• **GIVEN INFORMATION**
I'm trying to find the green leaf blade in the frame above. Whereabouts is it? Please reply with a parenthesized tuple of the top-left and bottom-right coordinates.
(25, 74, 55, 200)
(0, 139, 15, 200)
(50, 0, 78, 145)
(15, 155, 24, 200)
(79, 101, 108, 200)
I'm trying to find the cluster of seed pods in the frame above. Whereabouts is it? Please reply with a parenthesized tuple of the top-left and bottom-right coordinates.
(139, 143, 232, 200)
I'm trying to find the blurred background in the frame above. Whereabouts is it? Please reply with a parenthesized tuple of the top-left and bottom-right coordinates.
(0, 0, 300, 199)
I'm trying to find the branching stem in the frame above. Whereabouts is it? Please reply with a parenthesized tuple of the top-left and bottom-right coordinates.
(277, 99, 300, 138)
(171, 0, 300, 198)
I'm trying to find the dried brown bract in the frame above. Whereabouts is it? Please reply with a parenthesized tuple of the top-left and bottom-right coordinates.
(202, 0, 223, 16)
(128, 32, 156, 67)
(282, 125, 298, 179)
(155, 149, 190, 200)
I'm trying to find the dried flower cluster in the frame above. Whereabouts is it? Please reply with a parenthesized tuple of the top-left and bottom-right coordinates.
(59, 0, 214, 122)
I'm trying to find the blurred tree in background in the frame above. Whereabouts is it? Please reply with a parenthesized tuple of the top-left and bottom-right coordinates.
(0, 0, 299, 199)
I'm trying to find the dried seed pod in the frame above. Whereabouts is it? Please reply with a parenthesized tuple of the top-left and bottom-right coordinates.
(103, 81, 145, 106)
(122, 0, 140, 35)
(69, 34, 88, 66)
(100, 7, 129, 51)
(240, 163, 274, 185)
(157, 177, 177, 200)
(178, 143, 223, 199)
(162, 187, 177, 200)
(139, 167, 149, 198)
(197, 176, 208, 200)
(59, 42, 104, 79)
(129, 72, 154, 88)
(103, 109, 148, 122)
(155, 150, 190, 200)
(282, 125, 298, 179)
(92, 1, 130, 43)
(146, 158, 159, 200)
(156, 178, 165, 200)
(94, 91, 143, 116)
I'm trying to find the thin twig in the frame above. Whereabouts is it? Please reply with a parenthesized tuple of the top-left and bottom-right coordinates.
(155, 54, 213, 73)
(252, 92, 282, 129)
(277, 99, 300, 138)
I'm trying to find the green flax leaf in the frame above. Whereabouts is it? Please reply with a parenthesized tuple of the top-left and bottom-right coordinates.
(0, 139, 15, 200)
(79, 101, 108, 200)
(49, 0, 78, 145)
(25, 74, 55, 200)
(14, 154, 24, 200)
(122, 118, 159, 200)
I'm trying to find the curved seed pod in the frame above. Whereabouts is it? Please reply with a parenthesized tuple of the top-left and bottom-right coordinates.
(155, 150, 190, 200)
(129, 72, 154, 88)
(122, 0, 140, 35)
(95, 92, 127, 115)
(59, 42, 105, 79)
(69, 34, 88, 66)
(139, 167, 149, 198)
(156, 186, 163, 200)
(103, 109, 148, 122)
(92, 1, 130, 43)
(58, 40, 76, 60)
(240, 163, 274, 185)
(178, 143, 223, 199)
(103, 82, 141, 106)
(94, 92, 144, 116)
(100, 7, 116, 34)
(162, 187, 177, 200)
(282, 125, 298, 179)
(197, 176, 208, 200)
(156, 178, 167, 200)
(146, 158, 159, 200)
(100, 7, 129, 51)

• **YOUR GOAL**
Go through the records above and write each one out again exactly.

• **ANSWER FOR THE TASK**
I'm trying to find the green leaf blade in the frame above. Whereabouts is it? Please reply with a parenthesized tuple of the top-left and bottom-right coordinates.
(25, 74, 55, 200)
(0, 139, 15, 200)
(50, 0, 78, 145)
(15, 155, 24, 200)
(79, 101, 108, 200)
I'm trying to find the cluster of seed pods in the frame above. Whereabouts is it? Please reply with a parenthesized tuple of the top-left and bottom-right coordinates.
(139, 143, 232, 200)
I'm trying to find the blurred background in the frame above. Whereabouts is it? Please reply with a parenthesized tuple of the top-left and bottom-right coordinates.
(0, 0, 300, 199)
I'm trying to find the branching stem in the frame above. Whereabouts is it? Please reply with a parenthesized tuple of the top-left and bottom-right coordinates.
(277, 99, 300, 138)
(171, 0, 300, 198)
I'm trying to find the dried brown bract in the frame above. Whereabouts is it? Please reply with a parenthesized tuple of the top-left and bottom-right coordinates.
(202, 0, 223, 16)
(128, 32, 156, 67)
(282, 125, 298, 179)
(155, 149, 190, 200)
I'm trying to find the dried flower cluster in the frame above. Whereabouts is it? Please reply with a parenthesized tuple of the top-left and bottom-right coordinates.
(59, 0, 214, 122)
I'm trying to find the blurred tree in background in the frame above. Whereabouts is it? Please reply with a parenthesized tuple of the top-left and bottom-right coordinates.
(0, 0, 299, 199)
I'm trying to find the dried seed pod in the frame above. Whereabouts is it? Please reply with a parenthesized tuple of the top-left and bottom-right coordinates.
(103, 81, 145, 106)
(122, 0, 140, 35)
(69, 34, 88, 66)
(100, 7, 129, 51)
(240, 163, 274, 185)
(157, 177, 177, 200)
(178, 143, 223, 199)
(162, 187, 177, 200)
(139, 167, 149, 198)
(197, 176, 208, 200)
(59, 42, 104, 79)
(129, 72, 154, 88)
(103, 109, 148, 122)
(155, 150, 190, 200)
(282, 125, 298, 179)
(92, 1, 130, 43)
(146, 158, 159, 200)
(156, 178, 165, 200)
(94, 91, 143, 116)
I'm trying to find the thin twig in the frame above. Whereabouts is it? Please reply with a parenthesized tuple of the top-left and bottom-right coordinates.
(155, 54, 213, 73)
(252, 92, 282, 129)
(277, 99, 300, 138)
I'm trying to find the green flax leaf in the frame above. Whereabouts is it? Please reply with a parenthesized tuple of the top-left and bottom-right coordinates.
(0, 139, 15, 200)
(79, 101, 108, 200)
(49, 0, 78, 145)
(25, 74, 55, 200)
(14, 154, 24, 200)
(122, 118, 159, 200)
I'm trying to find the curved seed pod in the frame above. Whereabouts is it? Please reply with a parenthesized tuple of the top-left and bottom-right coordinates.
(155, 150, 190, 200)
(129, 72, 154, 88)
(122, 0, 140, 35)
(95, 92, 127, 115)
(59, 42, 105, 79)
(69, 34, 88, 66)
(139, 167, 149, 198)
(156, 186, 163, 200)
(103, 109, 148, 122)
(92, 1, 130, 43)
(58, 40, 76, 60)
(240, 163, 274, 185)
(178, 143, 223, 199)
(103, 82, 141, 106)
(94, 92, 144, 116)
(100, 7, 116, 34)
(162, 187, 177, 200)
(282, 125, 298, 179)
(197, 176, 208, 200)
(156, 178, 167, 200)
(146, 158, 159, 200)
(100, 7, 129, 51)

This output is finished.